> **INSTRUÇÕES DA TAREFA**
Dê continuidade ao relato sobre a gravidez de Lourdes, começando logo após a última frase apresentada.

> **TEXTO FORNECIDO**
---+---
Por desalinhamento planetário, coincidências do intestino, contágio por vias urbanas ou inveja solidária, descobriu-se que, sim, a gravidez da Solara teve um efeito colateral fertilizante em Lourdes.
Eu, que carrego um pouco dele e ele carrega muito de mim (coitado!), pude presenciar o brotamento dessa gravidez, acompanhar os trajetos pelo Hospital de Clínicas, testemunhar o nascimento e acolher o pós-natal-e-ano-novo-também da tão aguardada criança.
Tudo começou há um tempo atrás na Ilha do Sol quando, num vestir de figurino, a barriga de Lourdes aumentou. Aí veio dificuldade de andar, desejo de comer por dois e movimentos ventrais inesperados.
Sua dupla de trabalho, Solara, mandou a real: tá grávido, anjo. Sabia por experiência própria. Difícil dizer de quantos meses e de quem – no hospital, levantaram as possibilidades e abaixaram as expectativas. 12 meses? Possivelmente. Se puder esperar um pouquinho mais, pra já nascer e ir direto pra pré-escola, facilitaria. E o pai, cadê? Não sabiam, mas estavam dispostos a escolher um, se necessário fosse. No ultrassom, o bebê parecia careca – o que gerou muitas desconfianças de paternidade por lá.
---+---
> **DADOS PARA ANÁLISE**
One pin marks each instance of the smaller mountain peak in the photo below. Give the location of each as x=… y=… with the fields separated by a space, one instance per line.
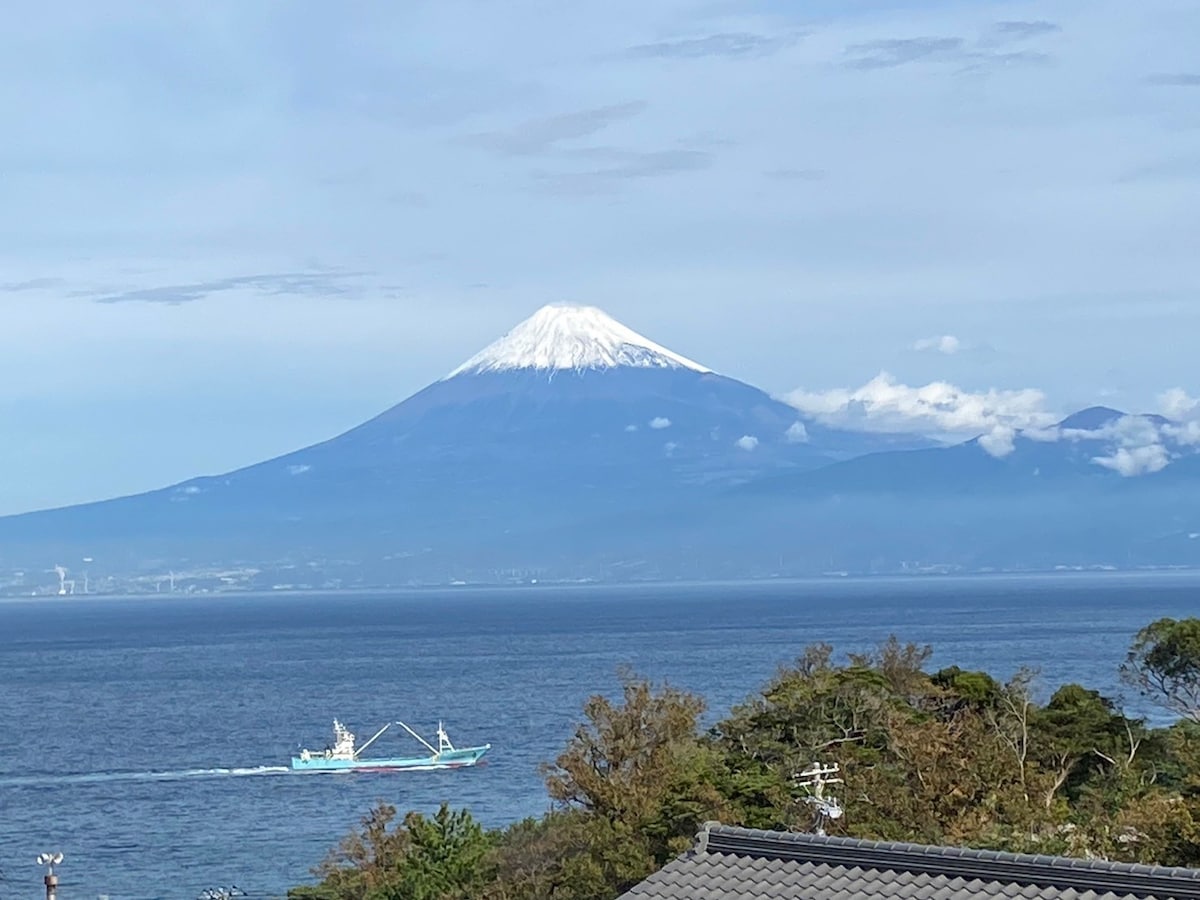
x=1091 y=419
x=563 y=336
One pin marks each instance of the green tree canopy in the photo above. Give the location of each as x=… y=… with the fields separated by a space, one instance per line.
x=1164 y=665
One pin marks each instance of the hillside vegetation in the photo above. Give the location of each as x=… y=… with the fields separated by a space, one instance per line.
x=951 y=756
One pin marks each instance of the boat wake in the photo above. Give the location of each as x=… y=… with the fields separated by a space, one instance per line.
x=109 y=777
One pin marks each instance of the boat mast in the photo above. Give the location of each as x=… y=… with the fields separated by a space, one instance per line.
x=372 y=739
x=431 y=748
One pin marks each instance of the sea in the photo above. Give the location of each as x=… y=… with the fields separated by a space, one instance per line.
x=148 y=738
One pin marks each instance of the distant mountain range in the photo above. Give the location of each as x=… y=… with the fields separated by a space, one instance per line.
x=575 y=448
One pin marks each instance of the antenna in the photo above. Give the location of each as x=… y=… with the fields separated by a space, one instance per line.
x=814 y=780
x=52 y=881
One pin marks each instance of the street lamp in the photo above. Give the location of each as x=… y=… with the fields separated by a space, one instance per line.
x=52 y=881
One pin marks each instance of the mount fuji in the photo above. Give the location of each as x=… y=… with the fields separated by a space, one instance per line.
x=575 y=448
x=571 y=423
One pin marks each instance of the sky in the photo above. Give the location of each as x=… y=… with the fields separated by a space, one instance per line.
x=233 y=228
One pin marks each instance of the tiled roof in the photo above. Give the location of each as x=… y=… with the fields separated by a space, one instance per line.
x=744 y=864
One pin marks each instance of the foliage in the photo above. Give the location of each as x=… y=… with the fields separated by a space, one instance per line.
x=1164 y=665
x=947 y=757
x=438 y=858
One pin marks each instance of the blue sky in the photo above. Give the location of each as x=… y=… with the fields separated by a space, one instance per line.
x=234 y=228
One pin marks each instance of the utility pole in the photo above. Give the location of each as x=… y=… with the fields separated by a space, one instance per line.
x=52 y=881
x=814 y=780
---+---
> **RESPOSTA DO EXERCÍCIO**
Solara também se propôs a ser doula e parto-planner: numa banheira, fogos de artifício, uma pomba voando e transmissão ao vivo pelo Youtube. De tão carinhosa e maternal, até se dispôs a ficar com o bebê de Lourdes na própria barriga, quando o amigo precisasse ir na balada.
E o sexo? Sabe? Sei sim, foi assim que fiz a criança. O bebê chutava bastante (quem ensinou isso pra ele? Eu é que não fui). Enquanto a barriga de Lourdes crescia em formas menos convencionais, a de Solara seguia crescendo redonda e apalpadíssima pelas mãos da enfermagem.
Nomes, nomes! Precisa escolher. Seringa, HCNilson, Sayrajádaqui, Nicolas Júnior, Smaile. E o da Solara, é menino ou menina? Isso quem vai dizer é a criança, ela falava.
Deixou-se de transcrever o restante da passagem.